▽

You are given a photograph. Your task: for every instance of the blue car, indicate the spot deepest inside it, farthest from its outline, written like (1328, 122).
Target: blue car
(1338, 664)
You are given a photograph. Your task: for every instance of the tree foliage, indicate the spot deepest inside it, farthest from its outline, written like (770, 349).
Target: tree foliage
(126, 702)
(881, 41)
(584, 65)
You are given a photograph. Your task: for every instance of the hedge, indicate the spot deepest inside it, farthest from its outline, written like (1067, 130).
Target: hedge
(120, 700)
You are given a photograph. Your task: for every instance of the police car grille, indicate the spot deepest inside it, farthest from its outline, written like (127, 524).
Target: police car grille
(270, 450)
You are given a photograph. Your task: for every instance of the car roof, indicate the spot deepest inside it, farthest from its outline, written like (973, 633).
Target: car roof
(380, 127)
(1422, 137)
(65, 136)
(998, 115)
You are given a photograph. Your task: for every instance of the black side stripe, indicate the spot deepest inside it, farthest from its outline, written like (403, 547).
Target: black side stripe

△
▽

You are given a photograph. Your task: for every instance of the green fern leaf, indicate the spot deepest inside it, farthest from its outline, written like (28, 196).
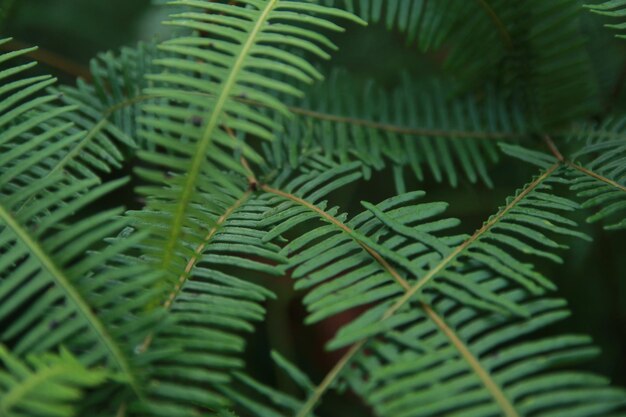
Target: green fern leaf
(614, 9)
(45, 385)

△

Rewrite the records above as a numbered list, from the line with "like (1328, 122)." to the line with "Target: black side stripe", leaving out any blank lines.

**EXERCISE OUTPUT**:
1. You are given a photograph. Your task: for every instance of the blue car, indicate the spot deepest inside it, farthest from its outline, written like (1328, 122).
2. Target: blue car
3. (1338, 664)
4. You are given a photograph. Your task: for every instance of the tree foliage, indicate the spot deepest inside it, farthest from its outline, written like (770, 349).
5. Target: tree foliage
6. (126, 702)
7. (881, 41)
8. (584, 65)
9. You are given a photograph. Your task: for every instance of the hedge, indicate the spot deepest inside it, farthest from its outline, written like (1067, 130).
10. Target: hedge
11. (120, 700)
12. You are given a photograph. Your task: for every instance of the police car grille, indicate the spot deepest inside it, farthest from its outline, written like (127, 524).
13. Target: police car grille
14. (270, 450)
15. You are given a photograph. Your task: for every instance of the car roof, indicate the spot deepest inside it, farthest from its outline, written like (973, 633).
16. Target: car roof
17. (380, 127)
18. (1422, 137)
19. (65, 136)
20. (998, 115)
21. You are given a photograph. Your task: for every instance of the black side stripe, indicate the spot deepest inside it, farthest from its outline, written like (403, 547).
22. Target: black side stripe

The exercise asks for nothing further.